● Challenge: Format the lines below as a Markdown table with the columns "Row" and "Line," numbering each row and omitting any blank lines.

● Annotation records:
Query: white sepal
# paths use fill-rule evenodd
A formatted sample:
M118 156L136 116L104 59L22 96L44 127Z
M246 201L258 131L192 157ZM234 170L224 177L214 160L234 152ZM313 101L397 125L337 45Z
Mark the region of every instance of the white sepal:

● Finished exercise:
| Row | Line |
|---|---|
| 1 | Query: white sepal |
| 2 | # paths use fill-rule evenodd |
| 3 | A formatted sample: |
| 4 | M118 156L136 116L104 59L22 96L44 127Z |
| 5 | M246 201L258 131L192 157ZM234 170L224 177L214 160L234 152ZM313 101L397 125L337 45Z |
| 6 | Mark the region of every instance of the white sepal: |